### Exercise aim
Emit only the lines from the line containing "Where can you find the catfish head?" through the last line of the entries, unchanged.

### Task inputs
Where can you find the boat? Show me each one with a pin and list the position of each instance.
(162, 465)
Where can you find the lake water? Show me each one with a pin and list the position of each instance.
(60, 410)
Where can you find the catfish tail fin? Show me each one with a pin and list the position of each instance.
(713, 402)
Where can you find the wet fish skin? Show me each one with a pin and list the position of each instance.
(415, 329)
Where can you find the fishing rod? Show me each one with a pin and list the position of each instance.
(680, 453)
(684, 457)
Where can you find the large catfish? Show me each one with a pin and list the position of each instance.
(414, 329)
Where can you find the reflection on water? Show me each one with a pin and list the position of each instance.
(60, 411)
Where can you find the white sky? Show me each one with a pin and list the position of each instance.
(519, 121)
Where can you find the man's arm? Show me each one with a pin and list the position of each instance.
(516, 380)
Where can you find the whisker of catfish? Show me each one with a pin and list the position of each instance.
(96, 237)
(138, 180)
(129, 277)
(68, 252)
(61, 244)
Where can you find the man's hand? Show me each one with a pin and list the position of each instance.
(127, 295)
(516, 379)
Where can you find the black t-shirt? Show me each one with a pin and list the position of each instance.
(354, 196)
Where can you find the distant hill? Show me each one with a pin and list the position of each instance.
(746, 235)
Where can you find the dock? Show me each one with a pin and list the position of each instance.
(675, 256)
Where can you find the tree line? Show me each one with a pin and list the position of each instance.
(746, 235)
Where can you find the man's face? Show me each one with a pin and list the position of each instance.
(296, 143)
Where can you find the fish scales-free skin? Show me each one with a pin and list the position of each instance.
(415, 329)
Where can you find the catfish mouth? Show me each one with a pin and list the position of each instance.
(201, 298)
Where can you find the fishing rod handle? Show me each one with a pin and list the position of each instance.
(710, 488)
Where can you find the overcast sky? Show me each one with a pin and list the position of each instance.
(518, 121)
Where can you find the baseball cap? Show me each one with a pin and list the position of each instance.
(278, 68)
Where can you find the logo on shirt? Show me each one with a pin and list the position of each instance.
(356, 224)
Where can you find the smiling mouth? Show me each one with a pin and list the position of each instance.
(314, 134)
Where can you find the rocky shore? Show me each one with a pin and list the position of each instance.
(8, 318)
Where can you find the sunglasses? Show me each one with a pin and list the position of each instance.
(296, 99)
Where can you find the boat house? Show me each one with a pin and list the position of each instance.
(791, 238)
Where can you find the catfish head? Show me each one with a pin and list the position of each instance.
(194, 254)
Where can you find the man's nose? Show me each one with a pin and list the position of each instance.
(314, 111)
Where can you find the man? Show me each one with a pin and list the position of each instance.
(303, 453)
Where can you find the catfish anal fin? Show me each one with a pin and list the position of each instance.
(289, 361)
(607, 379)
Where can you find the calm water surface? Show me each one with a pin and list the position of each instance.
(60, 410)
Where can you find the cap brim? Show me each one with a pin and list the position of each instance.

### Result of the task
Where can you find the catfish head? Show me each one with a pin and list the position of each instance.
(194, 254)
Where can you find the man's nose? Show me each one with a pin and list the position of each instance.
(314, 111)
Where can you find the man? Show me each one with a pin and list the position of each instance.
(303, 453)
Where can you find the catfish anal fin? Show me each one with a pin and list the position of each instance.
(289, 361)
(607, 379)
Where can you find the calm water surface? Show me each one with a pin and list the position of each instance.
(60, 410)
Where can you find the cap brim? Show me each one with a pin and list the position of each instance.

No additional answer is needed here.